- Objective:
In the material below, recast the lines from the one containing "task: provide the mask of every instance of the floor" through the one containing "193 156 L 195", both included, as a JSON list of strings with one string per line and blank lines omitted.

- Records shown:

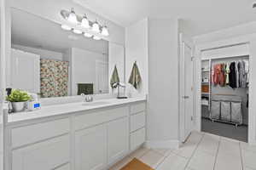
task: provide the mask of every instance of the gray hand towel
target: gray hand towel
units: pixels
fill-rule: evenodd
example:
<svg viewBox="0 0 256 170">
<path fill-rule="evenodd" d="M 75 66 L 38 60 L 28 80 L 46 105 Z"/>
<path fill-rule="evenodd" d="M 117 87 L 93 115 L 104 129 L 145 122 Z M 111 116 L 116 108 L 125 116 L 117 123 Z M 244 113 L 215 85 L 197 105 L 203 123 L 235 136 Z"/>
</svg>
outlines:
<svg viewBox="0 0 256 170">
<path fill-rule="evenodd" d="M 135 62 L 133 64 L 131 73 L 129 78 L 129 83 L 131 84 L 136 89 L 137 89 L 138 87 L 140 86 L 141 82 L 142 82 L 142 77 L 140 75 L 140 71 L 137 65 L 137 62 Z"/>
</svg>

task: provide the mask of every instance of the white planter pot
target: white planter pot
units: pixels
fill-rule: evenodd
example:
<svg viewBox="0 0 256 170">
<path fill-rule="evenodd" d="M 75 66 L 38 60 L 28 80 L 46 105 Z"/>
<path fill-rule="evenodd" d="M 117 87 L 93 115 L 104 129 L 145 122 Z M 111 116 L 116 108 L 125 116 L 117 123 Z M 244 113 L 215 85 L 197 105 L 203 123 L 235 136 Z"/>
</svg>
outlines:
<svg viewBox="0 0 256 170">
<path fill-rule="evenodd" d="M 25 109 L 25 103 L 26 102 L 12 102 L 14 112 L 23 111 Z"/>
</svg>

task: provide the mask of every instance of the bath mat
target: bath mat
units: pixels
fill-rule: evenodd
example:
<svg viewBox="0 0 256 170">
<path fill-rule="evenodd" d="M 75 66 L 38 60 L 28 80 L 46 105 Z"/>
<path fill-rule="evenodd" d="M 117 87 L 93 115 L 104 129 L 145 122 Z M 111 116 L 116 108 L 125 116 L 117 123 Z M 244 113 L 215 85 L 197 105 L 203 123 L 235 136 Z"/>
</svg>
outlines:
<svg viewBox="0 0 256 170">
<path fill-rule="evenodd" d="M 127 165 L 122 167 L 120 170 L 154 170 L 149 166 L 146 165 L 143 162 L 134 158 Z"/>
</svg>

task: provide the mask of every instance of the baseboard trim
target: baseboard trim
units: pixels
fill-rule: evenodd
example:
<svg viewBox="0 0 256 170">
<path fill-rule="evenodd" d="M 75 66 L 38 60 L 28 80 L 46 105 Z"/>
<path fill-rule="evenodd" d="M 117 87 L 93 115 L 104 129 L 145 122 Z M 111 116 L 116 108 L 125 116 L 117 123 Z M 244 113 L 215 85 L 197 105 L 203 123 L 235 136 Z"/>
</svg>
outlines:
<svg viewBox="0 0 256 170">
<path fill-rule="evenodd" d="M 147 148 L 178 149 L 178 140 L 148 140 L 145 143 Z"/>
</svg>

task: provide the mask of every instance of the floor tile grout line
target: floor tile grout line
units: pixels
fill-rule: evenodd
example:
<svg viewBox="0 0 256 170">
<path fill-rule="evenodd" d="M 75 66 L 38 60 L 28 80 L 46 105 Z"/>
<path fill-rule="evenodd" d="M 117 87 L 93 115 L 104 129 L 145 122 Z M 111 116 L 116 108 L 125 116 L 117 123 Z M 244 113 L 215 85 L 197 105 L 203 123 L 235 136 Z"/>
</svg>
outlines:
<svg viewBox="0 0 256 170">
<path fill-rule="evenodd" d="M 170 156 L 170 155 L 171 155 L 171 154 L 169 154 L 169 156 Z M 163 156 L 164 159 L 155 166 L 155 168 L 154 168 L 154 169 L 157 169 L 157 168 L 159 167 L 159 166 L 160 166 L 160 165 L 166 161 L 166 159 L 167 159 L 167 157 L 169 157 L 169 156 Z"/>
<path fill-rule="evenodd" d="M 241 142 L 239 142 L 239 150 L 240 150 L 240 158 L 241 158 L 241 169 L 243 170 L 243 157 L 241 154 Z"/>
<path fill-rule="evenodd" d="M 193 156 L 195 155 L 195 151 L 197 150 L 197 149 L 198 149 L 198 147 L 199 147 L 199 144 L 201 143 L 201 141 L 202 141 L 202 139 L 203 139 L 204 137 L 205 137 L 205 133 L 202 134 L 201 139 L 200 139 L 200 141 L 199 141 L 198 144 L 196 144 L 196 147 L 195 147 L 195 149 L 194 150 L 194 151 L 193 151 L 191 156 L 189 158 L 189 161 L 188 161 L 188 162 L 186 163 L 186 166 L 185 166 L 185 168 L 184 168 L 184 169 L 186 169 L 186 168 L 188 167 L 188 166 L 189 166 L 189 162 L 190 162 L 190 161 L 191 161 Z"/>
<path fill-rule="evenodd" d="M 218 149 L 217 149 L 217 152 L 216 152 L 216 155 L 215 155 L 213 170 L 215 170 L 215 166 L 216 166 L 216 163 L 217 163 L 217 158 L 218 158 L 218 151 L 219 151 L 220 143 L 221 143 L 221 137 L 219 137 L 218 143 Z"/>
</svg>

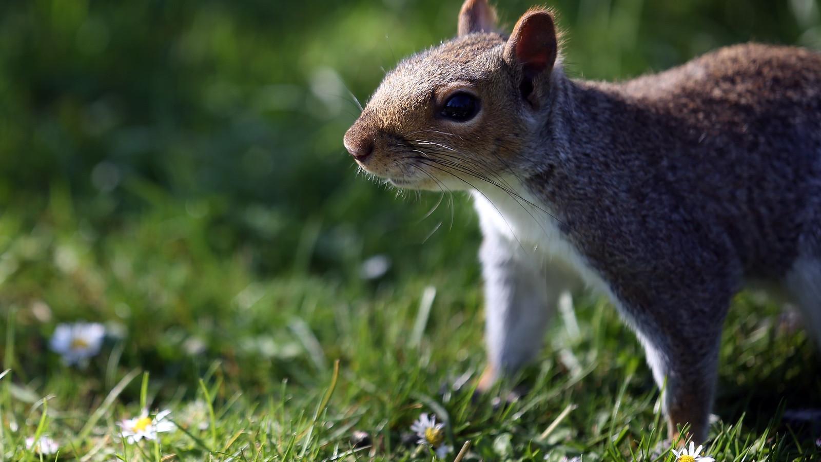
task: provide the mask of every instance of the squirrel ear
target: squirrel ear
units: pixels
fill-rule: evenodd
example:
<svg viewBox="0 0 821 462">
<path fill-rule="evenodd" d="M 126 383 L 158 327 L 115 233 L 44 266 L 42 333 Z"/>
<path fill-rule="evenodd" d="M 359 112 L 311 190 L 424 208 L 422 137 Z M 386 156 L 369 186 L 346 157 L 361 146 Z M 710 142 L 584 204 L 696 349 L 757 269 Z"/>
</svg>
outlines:
<svg viewBox="0 0 821 462">
<path fill-rule="evenodd" d="M 516 22 L 505 45 L 504 59 L 515 69 L 521 69 L 519 89 L 522 96 L 538 107 L 533 95 L 537 79 L 550 75 L 556 62 L 557 45 L 553 15 L 548 10 L 534 8 Z"/>
<path fill-rule="evenodd" d="M 496 10 L 488 0 L 465 0 L 459 12 L 459 36 L 474 32 L 493 32 L 496 29 Z"/>
</svg>

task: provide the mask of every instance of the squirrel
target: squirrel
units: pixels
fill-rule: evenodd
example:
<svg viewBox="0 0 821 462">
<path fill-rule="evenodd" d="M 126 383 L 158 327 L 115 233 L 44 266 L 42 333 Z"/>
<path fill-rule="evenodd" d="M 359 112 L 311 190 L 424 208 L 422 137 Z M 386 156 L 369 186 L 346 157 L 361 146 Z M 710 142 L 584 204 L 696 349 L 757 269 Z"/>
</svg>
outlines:
<svg viewBox="0 0 821 462">
<path fill-rule="evenodd" d="M 671 437 L 704 441 L 733 295 L 764 283 L 821 340 L 821 54 L 746 44 L 609 83 L 567 77 L 554 13 L 458 35 L 389 72 L 344 137 L 401 188 L 466 190 L 483 234 L 487 389 L 586 284 L 643 345 Z"/>
</svg>

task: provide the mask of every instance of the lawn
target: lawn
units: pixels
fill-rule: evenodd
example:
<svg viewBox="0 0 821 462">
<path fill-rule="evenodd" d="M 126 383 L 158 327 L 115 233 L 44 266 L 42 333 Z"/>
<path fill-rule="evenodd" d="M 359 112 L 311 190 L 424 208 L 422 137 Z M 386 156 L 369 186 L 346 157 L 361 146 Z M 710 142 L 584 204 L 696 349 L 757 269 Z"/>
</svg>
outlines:
<svg viewBox="0 0 821 462">
<path fill-rule="evenodd" d="M 0 460 L 432 460 L 423 413 L 447 460 L 675 460 L 640 346 L 594 294 L 475 395 L 469 198 L 369 182 L 343 151 L 353 99 L 452 34 L 458 2 L 278 3 L 0 6 Z M 555 4 L 588 78 L 821 48 L 813 2 Z M 50 344 L 77 321 L 105 335 L 67 364 Z M 819 358 L 791 311 L 739 295 L 704 453 L 821 460 Z M 171 424 L 130 442 L 144 409 Z"/>
</svg>

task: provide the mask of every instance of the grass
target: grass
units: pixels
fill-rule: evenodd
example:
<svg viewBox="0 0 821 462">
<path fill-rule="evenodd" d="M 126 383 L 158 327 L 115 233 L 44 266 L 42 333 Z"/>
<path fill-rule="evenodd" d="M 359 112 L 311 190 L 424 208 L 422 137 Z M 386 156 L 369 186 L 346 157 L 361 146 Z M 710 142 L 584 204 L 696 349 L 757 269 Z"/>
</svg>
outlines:
<svg viewBox="0 0 821 462">
<path fill-rule="evenodd" d="M 508 26 L 533 2 L 498 2 Z M 812 1 L 550 4 L 587 78 L 751 39 L 821 47 Z M 0 460 L 430 460 L 410 431 L 426 413 L 452 460 L 470 441 L 462 460 L 672 460 L 640 347 L 589 294 L 475 398 L 469 201 L 397 199 L 343 153 L 351 95 L 450 36 L 458 7 L 0 2 Z M 374 256 L 387 272 L 361 277 Z M 817 349 L 773 301 L 734 305 L 706 452 L 821 460 L 821 422 L 793 412 L 821 409 Z M 108 331 L 85 368 L 48 349 L 80 320 Z M 123 442 L 144 408 L 177 430 Z M 45 435 L 59 455 L 26 448 Z"/>
<path fill-rule="evenodd" d="M 397 206 L 423 210 L 433 199 Z M 241 247 L 209 243 L 224 217 L 162 203 L 102 233 L 75 215 L 93 205 L 55 187 L 39 213 L 0 219 L 5 459 L 40 460 L 25 438 L 49 435 L 60 460 L 430 460 L 410 432 L 430 413 L 456 450 L 470 441 L 463 460 L 672 460 L 640 347 L 605 301 L 576 294 L 576 314 L 557 316 L 539 360 L 475 399 L 484 358 L 471 256 L 434 272 L 397 264 L 376 280 L 360 277 L 361 258 L 347 275 L 319 278 L 299 261 L 261 275 Z M 448 219 L 447 209 L 433 219 Z M 297 260 L 321 251 L 314 228 L 305 227 Z M 464 233 L 472 254 L 475 236 L 452 233 Z M 424 245 L 450 238 L 436 233 Z M 821 407 L 814 347 L 773 303 L 742 294 L 735 305 L 707 453 L 819 460 L 819 423 L 782 418 Z M 80 319 L 109 332 L 86 368 L 47 346 L 57 322 Z M 530 391 L 497 399 L 520 383 Z M 124 443 L 117 423 L 144 407 L 171 409 L 177 430 Z"/>
</svg>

- Full solution:
[
  "task: provide the mask of every instance of the floor tile grout line",
  "target: floor tile grout line",
  "units: pixels",
  "fill-rule: evenodd",
  "example:",
  "<svg viewBox=\"0 0 256 170\">",
  "<path fill-rule=\"evenodd\" d=\"M 75 66 L 38 60 L 28 80 L 46 105 Z\"/>",
  "<path fill-rule=\"evenodd\" d=\"M 117 87 L 93 115 L 104 129 L 145 122 Z M 111 116 L 116 108 L 125 116 L 117 123 Z M 244 113 L 215 85 L 197 105 L 203 123 L 235 136 Z\"/>",
  "</svg>",
  "outlines:",
  "<svg viewBox=\"0 0 256 170\">",
  "<path fill-rule=\"evenodd\" d=\"M 170 156 L 170 155 L 171 155 L 171 154 L 169 154 L 169 156 Z M 163 156 L 164 159 L 155 166 L 155 168 L 154 168 L 154 169 L 157 169 L 157 168 L 159 167 L 159 166 L 160 166 L 160 165 L 166 161 L 166 159 L 167 159 L 167 157 L 169 157 L 169 156 Z\"/>",
  "<path fill-rule=\"evenodd\" d=\"M 241 142 L 239 142 L 239 150 L 240 150 L 240 158 L 241 158 L 241 169 L 243 170 L 243 157 L 241 154 Z\"/>",
  "<path fill-rule=\"evenodd\" d=\"M 193 156 L 195 155 L 195 151 L 197 150 L 197 149 L 198 149 L 198 147 L 199 147 L 199 144 L 201 143 L 201 141 L 202 141 L 202 139 L 203 139 L 204 137 L 205 137 L 205 133 L 202 134 L 201 139 L 200 139 L 200 141 L 199 141 L 198 144 L 196 144 L 196 147 L 195 147 L 195 149 L 194 150 L 194 151 L 193 151 L 191 156 L 189 158 L 189 161 L 188 161 L 188 162 L 186 163 L 186 166 L 185 166 L 185 168 L 184 168 L 184 169 L 186 169 L 186 168 L 188 167 L 188 166 L 189 166 L 189 162 L 190 162 L 190 161 L 191 161 Z\"/>"
]